→ **GOAL OF THE EXERCISE**
In the forum thread about getting water from a well up to a cabin, what size submersible pump does one reply say 110 feet of head pressure will take?

* BEGIN EXCERPT PROVIDED *

How about a simple shallow well pump and a generator. Fill the cistern when needed. Just run a water line from the well area to your cistern. Connect the pump, prime, and fire it up.. 

You may only need to do this 1-2 times a month. I store ~800 gal. but I don't do laundry here and if I'm a little conservative, it will last us (me and the wife) 2 months. (No well.. Collect rain water)


----------



## oldasrocks (Oct 27, 2006)

110 head pressure will take a submersible pump at least a 1/2 hp, maybe 3/4hp

Ever think of the option to pump a trailer tank full and pull it up the hill and repump into the holding tank? small 12 V pump on a car battery would fill the bill then.


----------



## wy_white_wolf (Oct 14, 2004)

icentropy said:


> Hi all I posted this topic up on the water forum but i think it's turning into an electrical issue more than a water one.
> 
> I have a hand dug well / spring in a ravine 110' below my future cabin spot. I'm putting in a road to get to that location along the hill side. The road length will be around 730' total. I will be installing a 1000g underground cistern at the cabin.
> 
> ...


 With what little I see of your idea you're better off to run solar direct off a panel mounted close to the pump. If you use the LCB that shurflo sells it has a place to hook up a tank float. This controls a relay for the pump so it only requires a few milliamps to be sent all that distance.

WWW


----------

* END EXCERPT PROVIDED *
* BEGIN GIVEN RECORDS *

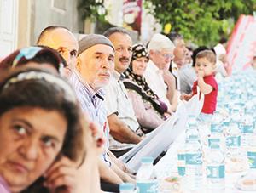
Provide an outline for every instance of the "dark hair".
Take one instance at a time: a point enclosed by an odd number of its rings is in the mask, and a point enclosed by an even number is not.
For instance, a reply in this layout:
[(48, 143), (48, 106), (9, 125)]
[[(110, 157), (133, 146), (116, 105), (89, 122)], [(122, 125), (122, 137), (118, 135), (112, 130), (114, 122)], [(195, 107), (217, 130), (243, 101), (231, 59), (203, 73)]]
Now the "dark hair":
[[(67, 128), (56, 159), (63, 155), (73, 161), (81, 161), (84, 155), (81, 111), (69, 84), (42, 69), (27, 67), (8, 69), (6, 72), (2, 71), (0, 78), (0, 116), (21, 107), (57, 111), (66, 118)], [(29, 190), (42, 189), (43, 182), (44, 179), (39, 178)]]
[(195, 62), (196, 59), (201, 58), (206, 58), (209, 62), (212, 63), (213, 65), (216, 64), (216, 54), (212, 49), (206, 49), (197, 53), (195, 56)]
[[(26, 54), (22, 53), (24, 50), (34, 49), (36, 54), (34, 56), (29, 58), (26, 57)], [(27, 59), (28, 58), (28, 59)], [(15, 67), (16, 65), (24, 65), (28, 62), (36, 62), (38, 64), (48, 63), (51, 65), (57, 71), (60, 71), (61, 64), (65, 60), (61, 54), (53, 48), (47, 46), (32, 46), (17, 49), (14, 53), (8, 55), (0, 62), (0, 70)]]
[[(44, 38), (45, 35), (48, 33), (48, 32), (50, 32), (55, 29), (66, 29), (66, 30), (68, 30), (67, 27), (64, 27), (64, 26), (49, 26), (48, 27), (45, 27), (40, 33), (38, 38), (38, 41), (37, 41), (37, 44), (39, 44), (39, 43), (41, 42), (42, 39)], [(68, 30), (69, 31), (69, 30)]]
[(107, 31), (103, 32), (103, 36), (107, 37), (108, 38), (113, 33), (123, 33), (130, 36), (130, 33), (127, 30), (122, 27), (111, 27), (108, 28)]
[(194, 51), (193, 51), (193, 54), (191, 55), (191, 58), (192, 58), (192, 66), (195, 67), (195, 58), (196, 58), (196, 55), (198, 53), (200, 53), (201, 51), (203, 51), (203, 50), (208, 50), (209, 48), (206, 46), (200, 46), (198, 47), (197, 48), (195, 48)]

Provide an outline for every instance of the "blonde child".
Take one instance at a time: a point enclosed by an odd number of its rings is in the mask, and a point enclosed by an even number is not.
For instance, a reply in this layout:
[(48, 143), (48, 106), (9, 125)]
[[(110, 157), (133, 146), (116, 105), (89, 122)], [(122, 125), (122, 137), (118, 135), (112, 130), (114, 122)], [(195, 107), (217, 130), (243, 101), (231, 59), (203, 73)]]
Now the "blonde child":
[(201, 114), (197, 117), (199, 122), (209, 123), (216, 110), (218, 83), (214, 78), (216, 68), (216, 54), (212, 50), (206, 49), (199, 52), (195, 57), (195, 71), (197, 80), (194, 82), (191, 94), (183, 94), (183, 99), (189, 100), (197, 94), (196, 87), (200, 88), (205, 99)]

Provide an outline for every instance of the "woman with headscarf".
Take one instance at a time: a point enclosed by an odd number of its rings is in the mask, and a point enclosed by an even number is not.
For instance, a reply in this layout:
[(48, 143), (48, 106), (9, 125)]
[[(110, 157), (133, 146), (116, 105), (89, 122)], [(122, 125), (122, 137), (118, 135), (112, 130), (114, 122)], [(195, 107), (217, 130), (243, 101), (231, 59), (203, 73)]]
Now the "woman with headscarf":
[(156, 128), (169, 116), (167, 105), (159, 99), (143, 77), (148, 62), (147, 48), (142, 44), (134, 45), (131, 65), (124, 72), (123, 81), (137, 122), (145, 133)]

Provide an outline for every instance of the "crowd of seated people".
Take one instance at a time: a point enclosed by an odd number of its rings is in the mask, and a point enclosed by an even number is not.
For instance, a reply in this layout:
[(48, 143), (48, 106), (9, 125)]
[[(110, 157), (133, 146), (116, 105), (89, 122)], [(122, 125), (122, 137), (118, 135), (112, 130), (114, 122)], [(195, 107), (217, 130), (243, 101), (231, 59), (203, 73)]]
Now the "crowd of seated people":
[(205, 50), (215, 57), (202, 47), (190, 58), (179, 34), (154, 34), (146, 47), (120, 27), (79, 41), (63, 26), (43, 30), (37, 45), (0, 62), (0, 191), (119, 192), (135, 183), (118, 157), (195, 94)]

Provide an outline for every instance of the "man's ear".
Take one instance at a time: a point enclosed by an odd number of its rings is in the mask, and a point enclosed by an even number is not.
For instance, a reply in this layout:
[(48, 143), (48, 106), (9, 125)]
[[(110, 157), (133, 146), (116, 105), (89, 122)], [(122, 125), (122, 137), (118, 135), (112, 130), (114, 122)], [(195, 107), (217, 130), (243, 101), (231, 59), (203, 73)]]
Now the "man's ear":
[(81, 59), (79, 57), (77, 59), (76, 69), (79, 72), (81, 72), (82, 62), (81, 62)]

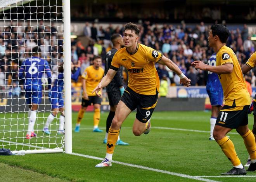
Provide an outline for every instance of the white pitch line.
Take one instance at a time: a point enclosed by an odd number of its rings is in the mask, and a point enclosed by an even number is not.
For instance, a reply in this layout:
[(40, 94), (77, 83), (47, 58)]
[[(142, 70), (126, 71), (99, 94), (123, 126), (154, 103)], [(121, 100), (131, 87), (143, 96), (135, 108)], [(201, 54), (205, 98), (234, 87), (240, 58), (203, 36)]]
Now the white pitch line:
[[(183, 129), (182, 128), (168, 128), (167, 127), (160, 127), (158, 126), (152, 126), (151, 128), (155, 128), (156, 129), (161, 129), (164, 130), (177, 130), (179, 131), (191, 131), (192, 132), (198, 132), (199, 133), (209, 133), (210, 131), (204, 131), (203, 130), (190, 130), (189, 129)], [(228, 134), (234, 134), (239, 135), (237, 133), (234, 133), (230, 132), (228, 133)]]
[[(96, 159), (97, 160), (102, 160), (104, 159), (102, 158), (100, 158), (99, 157), (95, 157), (94, 156), (91, 156), (90, 155), (84, 155), (83, 154), (78, 154), (76, 153), (71, 153), (71, 155), (74, 155), (78, 156), (80, 156), (81, 157), (85, 157), (86, 158), (89, 158), (90, 159)], [(125, 166), (129, 166), (130, 167), (135, 167), (136, 168), (138, 168), (139, 169), (145, 169), (145, 170), (148, 170), (152, 171), (154, 171), (155, 172), (157, 172), (161, 173), (164, 173), (165, 174), (170, 174), (173, 176), (179, 176), (180, 177), (182, 177), (183, 178), (188, 178), (189, 179), (193, 179), (197, 180), (199, 180), (199, 181), (206, 181), (208, 182), (216, 182), (216, 181), (214, 181), (208, 179), (204, 179), (204, 178), (201, 178), (200, 177), (195, 177), (190, 176), (189, 175), (187, 175), (186, 174), (181, 174), (180, 173), (176, 173), (173, 172), (171, 172), (168, 171), (165, 171), (164, 170), (161, 170), (158, 169), (155, 169), (154, 168), (151, 168), (148, 167), (145, 167), (143, 166), (140, 166), (138, 165), (135, 165), (134, 164), (129, 164), (128, 163), (125, 163), (122, 162), (119, 162), (118, 161), (112, 161), (112, 162), (113, 163), (116, 163), (118, 164), (121, 164), (121, 165), (124, 165)]]
[(195, 176), (195, 177), (199, 178), (255, 178), (256, 175), (247, 176), (246, 175), (235, 175), (234, 176)]
[[(104, 129), (106, 128), (104, 127), (99, 127), (100, 129)], [(121, 128), (123, 129), (131, 129), (132, 128), (131, 127), (122, 127)], [(183, 128), (170, 128), (168, 127), (161, 127), (158, 126), (152, 126), (151, 127), (151, 128), (154, 129), (163, 129), (163, 130), (175, 130), (177, 131), (189, 131), (191, 132), (197, 132), (199, 133), (209, 133), (210, 131), (204, 131), (203, 130), (192, 130), (189, 129), (183, 129)], [(74, 130), (74, 128), (72, 128), (72, 130)], [(80, 130), (93, 130), (92, 128), (80, 128)], [(54, 130), (54, 131), (57, 131), (57, 130)], [(24, 130), (5, 130), (4, 131), (5, 132), (9, 132), (10, 131), (26, 131)], [(228, 133), (228, 134), (233, 134), (234, 135), (239, 135), (239, 134), (237, 133), (235, 133), (233, 132), (230, 132)]]

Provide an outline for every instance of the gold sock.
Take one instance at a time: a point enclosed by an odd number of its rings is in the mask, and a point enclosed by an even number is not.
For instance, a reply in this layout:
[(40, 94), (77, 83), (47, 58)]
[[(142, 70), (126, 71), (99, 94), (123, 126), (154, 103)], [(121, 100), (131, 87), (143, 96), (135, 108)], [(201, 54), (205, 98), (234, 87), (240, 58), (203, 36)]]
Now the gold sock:
[(249, 131), (244, 135), (241, 135), (244, 139), (244, 143), (251, 160), (256, 159), (256, 144), (255, 139), (253, 132)]
[(234, 144), (228, 137), (225, 136), (221, 140), (217, 141), (217, 143), (234, 166), (237, 166), (241, 164), (241, 161), (235, 152)]
[(120, 129), (118, 130), (112, 130), (111, 127), (109, 130), (109, 135), (107, 136), (107, 153), (112, 154), (116, 146), (116, 143), (118, 139)]
[(94, 126), (99, 126), (100, 118), (100, 109), (95, 109), (94, 114), (93, 115)]
[(81, 122), (81, 120), (83, 118), (83, 114), (85, 113), (85, 111), (84, 111), (81, 108), (80, 109), (79, 112), (78, 112), (78, 116), (77, 117), (77, 121), (76, 121), (77, 124), (79, 124)]

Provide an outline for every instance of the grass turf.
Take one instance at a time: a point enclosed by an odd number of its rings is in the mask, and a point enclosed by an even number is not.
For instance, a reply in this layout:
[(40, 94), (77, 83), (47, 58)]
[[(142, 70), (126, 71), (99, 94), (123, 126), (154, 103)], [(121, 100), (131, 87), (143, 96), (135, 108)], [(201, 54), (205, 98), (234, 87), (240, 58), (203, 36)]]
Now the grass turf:
[[(38, 130), (42, 129), (43, 124), (45, 121), (43, 117), (47, 117), (48, 114), (48, 113), (45, 113), (43, 115), (42, 113), (39, 113), (38, 125), (36, 125)], [(101, 115), (100, 127), (104, 130), (104, 132), (94, 133), (92, 132), (93, 113), (85, 113), (80, 132), (73, 133), (74, 153), (100, 158), (105, 156), (106, 145), (102, 143), (105, 136), (104, 127), (107, 114), (105, 113)], [(43, 146), (38, 143), (47, 139), (53, 143), (54, 139), (45, 136), (42, 131), (38, 131), (39, 138), (37, 139), (33, 139), (30, 141), (24, 140), (22, 138), (24, 131), (27, 126), (24, 127), (22, 125), (15, 126), (13, 125), (17, 122), (19, 124), (26, 124), (26, 121), (19, 119), (19, 117), (15, 115), (16, 114), (12, 114), (11, 116), (9, 114), (6, 113), (4, 117), (12, 118), (11, 122), (14, 123), (12, 123), (10, 128), (10, 125), (6, 125), (11, 120), (5, 120), (4, 129), (7, 131), (11, 129), (13, 131), (19, 131), (15, 132), (15, 134), (13, 132), (8, 134), (8, 136), (10, 137), (13, 137), (13, 136), (16, 137), (14, 140), (11, 139), (11, 141), (30, 142), (34, 145), (36, 144), (44, 147), (48, 147), (48, 145), (46, 144)], [(21, 114), (22, 113), (19, 114)], [(130, 145), (117, 146), (113, 160), (191, 176), (218, 176), (221, 173), (230, 169), (232, 165), (217, 143), (214, 141), (208, 140), (209, 133), (167, 129), (176, 128), (209, 130), (210, 116), (210, 112), (154, 112), (152, 119), (153, 127), (151, 131), (147, 135), (142, 135), (138, 137), (132, 133), (131, 128), (135, 117), (135, 113), (133, 112), (123, 123), (120, 133), (121, 139), (129, 143)], [(251, 128), (253, 123), (252, 116), (250, 115), (249, 117)], [(0, 117), (4, 117), (4, 116), (0, 115)], [(73, 129), (77, 117), (77, 113), (73, 113)], [(52, 127), (54, 130), (57, 130), (57, 125), (56, 121), (53, 123)], [(2, 125), (0, 125), (0, 129), (1, 126)], [(157, 129), (154, 127), (164, 127), (165, 129)], [(1, 131), (0, 130), (0, 137), (3, 139), (3, 133), (1, 132)], [(232, 132), (234, 133), (235, 131), (234, 130)], [(59, 137), (57, 138), (57, 143), (61, 144), (61, 137), (56, 134), (55, 132), (53, 132), (51, 136), (57, 136)], [(245, 163), (248, 155), (242, 139), (239, 135), (231, 134), (229, 135), (234, 143), (239, 157), (242, 163)], [(5, 133), (4, 136), (7, 136)], [(2, 142), (0, 143), (7, 144)], [(53, 145), (51, 146), (54, 146)], [(10, 146), (5, 147), (7, 146)], [(14, 146), (11, 145), (10, 147), (13, 148)], [(21, 147), (22, 147), (17, 148)], [(46, 175), (58, 178), (61, 180), (74, 181), (133, 181), (138, 180), (149, 181), (196, 180), (114, 163), (112, 164), (112, 167), (110, 168), (95, 168), (95, 165), (100, 161), (99, 160), (59, 153), (0, 156), (1, 163), (19, 167), (18, 168), (14, 168), (17, 170), (20, 170), (21, 168), (44, 174), (45, 176)], [(13, 174), (14, 177), (18, 178), (21, 175), (21, 173), (14, 172), (14, 168), (12, 170), (10, 173)], [(25, 173), (26, 172), (24, 172)], [(256, 172), (248, 172), (247, 175), (255, 175), (256, 177)], [(204, 179), (218, 181), (233, 182), (254, 181), (254, 178)], [(42, 181), (43, 180), (42, 178)]]

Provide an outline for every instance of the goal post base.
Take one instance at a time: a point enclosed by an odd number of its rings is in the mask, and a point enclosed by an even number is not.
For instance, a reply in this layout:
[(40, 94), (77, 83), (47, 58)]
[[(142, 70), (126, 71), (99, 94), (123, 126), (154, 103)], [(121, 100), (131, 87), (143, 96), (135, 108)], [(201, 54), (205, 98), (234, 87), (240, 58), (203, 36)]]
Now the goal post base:
[(36, 150), (15, 150), (12, 151), (14, 155), (18, 155), (21, 153), (24, 154), (44, 154), (46, 153), (63, 153), (63, 149), (57, 148), (52, 149), (40, 149)]

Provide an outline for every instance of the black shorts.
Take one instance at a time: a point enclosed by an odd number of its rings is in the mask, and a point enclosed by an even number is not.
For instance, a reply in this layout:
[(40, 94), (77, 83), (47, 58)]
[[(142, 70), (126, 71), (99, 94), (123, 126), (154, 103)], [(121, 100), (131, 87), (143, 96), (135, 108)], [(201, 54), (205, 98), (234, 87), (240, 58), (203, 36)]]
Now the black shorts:
[(107, 93), (109, 105), (114, 106), (117, 105), (121, 98), (121, 93), (120, 91), (111, 92)]
[(83, 107), (87, 107), (90, 106), (92, 103), (93, 105), (95, 104), (100, 104), (102, 100), (99, 96), (88, 96), (89, 100), (86, 100), (82, 98), (82, 104), (81, 105)]
[(232, 129), (247, 125), (249, 108), (249, 105), (235, 107), (224, 105), (219, 112), (216, 125)]
[(152, 95), (139, 94), (127, 87), (121, 100), (131, 110), (137, 109), (136, 118), (146, 123), (152, 115), (158, 99), (158, 93)]
[(256, 115), (256, 94), (253, 99), (253, 115)]

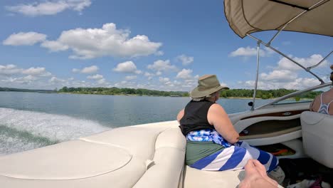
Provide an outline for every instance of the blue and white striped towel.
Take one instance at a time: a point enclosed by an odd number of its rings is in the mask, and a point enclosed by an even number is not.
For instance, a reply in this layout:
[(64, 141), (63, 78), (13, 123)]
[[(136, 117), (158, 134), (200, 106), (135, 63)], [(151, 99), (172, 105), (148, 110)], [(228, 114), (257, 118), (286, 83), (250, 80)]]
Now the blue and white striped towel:
[(223, 145), (225, 148), (199, 160), (191, 165), (199, 169), (211, 171), (234, 170), (243, 169), (250, 159), (258, 160), (270, 172), (278, 166), (275, 156), (250, 146), (246, 142), (234, 145), (228, 143), (214, 130), (201, 130), (190, 132), (186, 140), (194, 142), (208, 142)]

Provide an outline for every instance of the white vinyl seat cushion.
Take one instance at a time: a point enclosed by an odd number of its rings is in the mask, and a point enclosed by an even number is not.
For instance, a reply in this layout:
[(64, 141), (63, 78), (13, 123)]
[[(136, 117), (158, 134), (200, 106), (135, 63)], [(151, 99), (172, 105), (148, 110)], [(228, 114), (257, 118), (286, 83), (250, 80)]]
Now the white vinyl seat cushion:
[(300, 120), (305, 153), (333, 168), (333, 115), (307, 111), (301, 114)]
[(0, 187), (178, 187), (185, 147), (176, 121), (115, 128), (0, 157)]

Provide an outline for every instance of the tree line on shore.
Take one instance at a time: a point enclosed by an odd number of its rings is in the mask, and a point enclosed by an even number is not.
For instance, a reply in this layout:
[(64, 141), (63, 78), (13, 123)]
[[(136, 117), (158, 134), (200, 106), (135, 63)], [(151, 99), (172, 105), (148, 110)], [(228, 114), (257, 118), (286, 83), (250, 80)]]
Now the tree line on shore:
[[(287, 94), (297, 91), (296, 90), (276, 89), (258, 90), (256, 97), (262, 99), (269, 99), (282, 97)], [(184, 91), (163, 91), (148, 89), (118, 88), (68, 88), (63, 87), (58, 93), (69, 93), (78, 94), (99, 94), (99, 95), (135, 95), (152, 96), (189, 96), (188, 92)], [(311, 91), (297, 96), (297, 98), (314, 98), (320, 94), (320, 91)], [(223, 90), (220, 94), (221, 98), (252, 98), (253, 90), (233, 89)]]

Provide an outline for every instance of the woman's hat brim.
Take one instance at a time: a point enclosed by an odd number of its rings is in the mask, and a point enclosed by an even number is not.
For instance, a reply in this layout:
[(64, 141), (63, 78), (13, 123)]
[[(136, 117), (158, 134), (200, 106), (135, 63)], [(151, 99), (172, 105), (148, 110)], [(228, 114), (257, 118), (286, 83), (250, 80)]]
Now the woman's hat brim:
[(221, 90), (228, 90), (229, 88), (219, 85), (216, 88), (212, 88), (208, 90), (199, 90), (198, 89), (198, 87), (195, 88), (190, 93), (190, 95), (191, 98), (203, 98), (205, 96), (207, 96), (211, 93), (213, 93), (216, 91)]

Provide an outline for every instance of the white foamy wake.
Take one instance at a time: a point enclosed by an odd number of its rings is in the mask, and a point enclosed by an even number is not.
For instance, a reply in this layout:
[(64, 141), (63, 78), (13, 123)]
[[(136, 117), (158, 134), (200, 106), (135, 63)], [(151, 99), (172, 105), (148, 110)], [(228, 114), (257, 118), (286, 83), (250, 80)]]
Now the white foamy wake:
[(67, 115), (0, 108), (0, 155), (96, 134), (110, 127)]

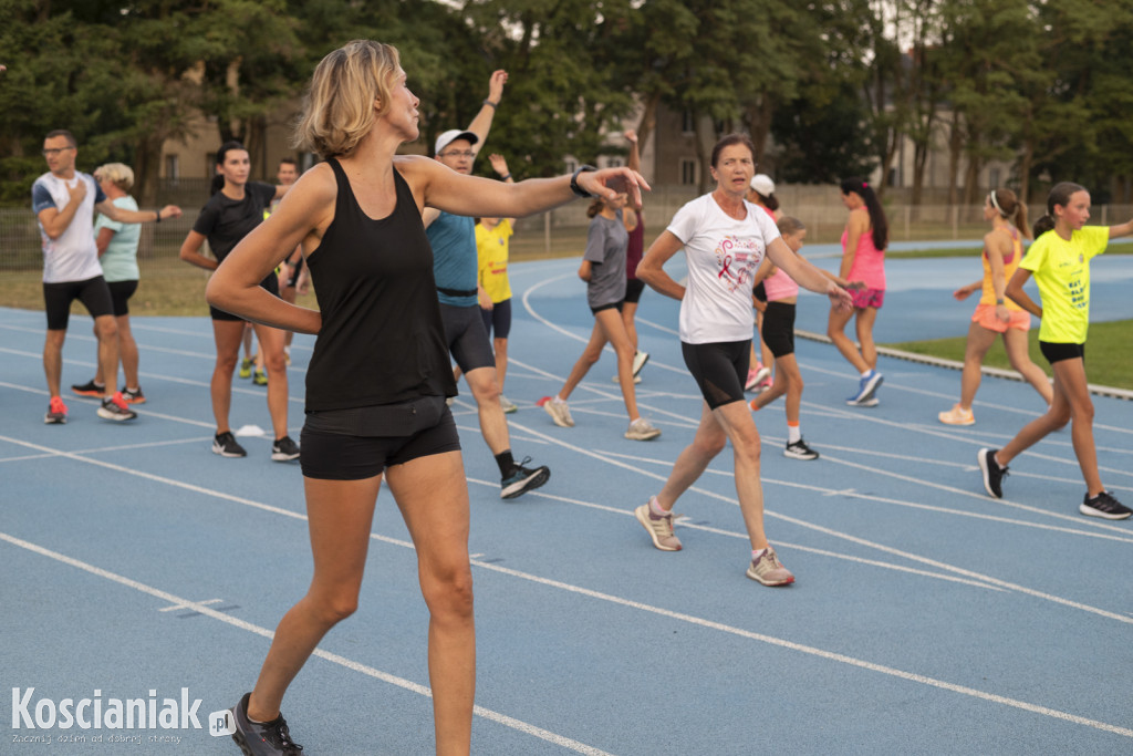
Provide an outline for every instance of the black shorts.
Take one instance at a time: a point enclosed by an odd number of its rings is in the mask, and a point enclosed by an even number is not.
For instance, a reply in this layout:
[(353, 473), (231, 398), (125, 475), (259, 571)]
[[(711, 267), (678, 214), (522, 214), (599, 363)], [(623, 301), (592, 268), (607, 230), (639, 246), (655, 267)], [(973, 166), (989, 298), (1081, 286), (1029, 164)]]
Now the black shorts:
[(138, 290), (137, 279), (133, 281), (109, 281), (110, 301), (114, 308), (114, 317), (130, 314), (130, 297)]
[(716, 343), (682, 341), (681, 354), (709, 409), (744, 400), (743, 382), (748, 377), (751, 339)]
[(495, 303), (492, 309), (480, 308), (480, 317), (488, 338), (506, 339), (511, 333), (511, 298)]
[(764, 326), (760, 330), (764, 343), (778, 357), (794, 354), (794, 305), (786, 301), (768, 301), (764, 311)]
[(1054, 365), (1064, 359), (1075, 359), (1081, 357), (1085, 360), (1085, 343), (1055, 343), (1053, 341), (1039, 341), (1039, 351)]
[[(267, 274), (263, 281), (259, 282), (261, 289), (267, 289), (272, 295), (280, 296), (280, 278), (275, 272)], [(242, 321), (244, 318), (239, 315), (233, 315), (232, 313), (225, 313), (223, 309), (216, 309), (212, 305), (208, 305), (208, 314), (212, 315), (214, 321)]]
[(641, 301), (642, 291), (645, 291), (645, 281), (638, 278), (625, 279), (625, 301), (636, 305)]
[(598, 305), (597, 307), (590, 307), (590, 314), (597, 315), (603, 309), (616, 309), (617, 312), (622, 312), (622, 307), (624, 305), (625, 305), (624, 301), (612, 301), (608, 305)]
[(364, 481), (390, 465), (460, 451), (444, 397), (378, 407), (308, 413), (299, 434), (304, 477)]
[(495, 367), (492, 341), (484, 329), (479, 305), (457, 307), (441, 303), (441, 320), (444, 322), (444, 341), (452, 358), (465, 373), (479, 367)]
[(101, 317), (114, 313), (110, 299), (110, 288), (107, 279), (101, 275), (85, 281), (61, 281), (43, 284), (43, 304), (48, 315), (49, 331), (66, 331), (70, 321), (70, 303), (78, 299), (91, 313), (91, 317)]

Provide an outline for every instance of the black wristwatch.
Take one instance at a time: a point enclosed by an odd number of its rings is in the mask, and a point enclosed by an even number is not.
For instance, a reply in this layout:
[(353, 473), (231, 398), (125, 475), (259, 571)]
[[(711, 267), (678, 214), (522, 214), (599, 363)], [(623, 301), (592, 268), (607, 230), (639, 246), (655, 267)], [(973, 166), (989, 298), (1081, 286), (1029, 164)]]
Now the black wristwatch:
[(594, 195), (578, 185), (578, 175), (582, 172), (598, 170), (594, 165), (579, 165), (578, 170), (570, 177), (570, 190), (578, 197), (593, 197)]

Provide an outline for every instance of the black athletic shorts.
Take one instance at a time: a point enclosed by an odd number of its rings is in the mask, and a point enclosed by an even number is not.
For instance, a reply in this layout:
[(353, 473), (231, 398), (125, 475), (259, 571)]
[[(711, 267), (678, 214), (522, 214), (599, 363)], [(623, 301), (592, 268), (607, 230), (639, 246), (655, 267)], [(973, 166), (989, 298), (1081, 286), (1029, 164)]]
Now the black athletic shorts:
[(760, 331), (764, 343), (778, 357), (794, 354), (794, 305), (786, 301), (768, 301), (764, 311), (764, 326)]
[(114, 317), (130, 314), (130, 297), (138, 290), (137, 279), (133, 281), (110, 281), (110, 301), (114, 308)]
[(625, 279), (625, 301), (636, 305), (641, 301), (642, 291), (645, 291), (645, 281), (639, 278)]
[(390, 465), (460, 450), (444, 397), (357, 409), (307, 413), (299, 434), (304, 477), (364, 481)]
[(492, 341), (479, 313), (479, 305), (457, 307), (441, 303), (444, 340), (463, 373), (471, 373), (479, 367), (495, 367)]
[[(275, 274), (274, 271), (267, 274), (263, 281), (259, 282), (261, 289), (267, 289), (274, 296), (280, 296), (280, 277)], [(233, 315), (232, 313), (225, 313), (223, 309), (216, 309), (212, 305), (208, 305), (208, 314), (212, 315), (214, 321), (242, 321), (244, 318), (239, 315)]]
[(751, 339), (716, 343), (682, 341), (681, 354), (709, 409), (744, 400), (743, 382), (751, 359)]
[(492, 305), (492, 309), (480, 308), (480, 317), (484, 320), (484, 330), (488, 338), (506, 339), (511, 333), (511, 298), (497, 301)]
[(1085, 360), (1085, 343), (1055, 343), (1053, 341), (1039, 341), (1039, 351), (1054, 365), (1063, 359), (1075, 359), (1081, 357)]
[(110, 300), (110, 288), (107, 279), (101, 275), (85, 281), (62, 281), (43, 284), (43, 304), (48, 315), (49, 331), (66, 331), (70, 321), (70, 303), (78, 299), (91, 313), (91, 317), (112, 315), (113, 303)]

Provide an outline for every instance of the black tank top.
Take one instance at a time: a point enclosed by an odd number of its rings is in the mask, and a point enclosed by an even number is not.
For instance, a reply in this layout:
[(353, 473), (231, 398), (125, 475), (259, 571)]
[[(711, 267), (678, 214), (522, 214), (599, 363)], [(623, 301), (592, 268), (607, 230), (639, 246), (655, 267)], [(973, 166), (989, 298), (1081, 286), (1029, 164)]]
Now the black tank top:
[(397, 205), (373, 220), (346, 172), (334, 220), (307, 257), (323, 325), (307, 368), (307, 411), (453, 397), (457, 384), (433, 280), (433, 248), (409, 185), (393, 170)]

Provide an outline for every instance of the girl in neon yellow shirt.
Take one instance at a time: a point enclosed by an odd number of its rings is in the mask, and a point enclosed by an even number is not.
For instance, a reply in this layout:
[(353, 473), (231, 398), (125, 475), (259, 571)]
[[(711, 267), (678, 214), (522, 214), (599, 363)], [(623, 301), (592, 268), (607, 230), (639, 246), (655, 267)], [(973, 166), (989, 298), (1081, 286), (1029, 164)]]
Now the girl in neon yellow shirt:
[[(1101, 484), (1093, 444), (1093, 401), (1085, 380), (1085, 333), (1090, 322), (1090, 258), (1106, 250), (1109, 239), (1133, 232), (1133, 221), (1121, 226), (1085, 227), (1090, 193), (1070, 181), (1056, 184), (1047, 197), (1047, 214), (1034, 223), (1034, 244), (1007, 283), (1007, 296), (1041, 318), (1039, 347), (1055, 374), (1054, 401), (1046, 415), (1031, 421), (1003, 449), (980, 449), (983, 487), (1003, 498), (1007, 464), (1050, 432), (1071, 423), (1085, 496), (1079, 511), (1089, 517), (1122, 520), (1133, 515)], [(1083, 228), (1085, 227), (1085, 228)], [(1034, 275), (1041, 306), (1023, 284)]]

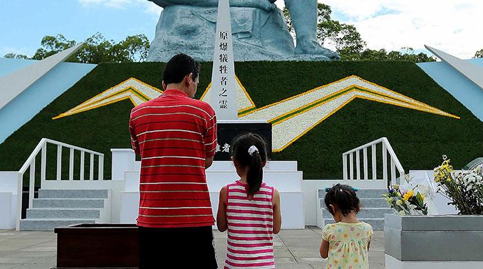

* END GIVEN RECORDS *

→ **OUTPUT**
At least a 1/2 hp pump, maybe 3/4 hp.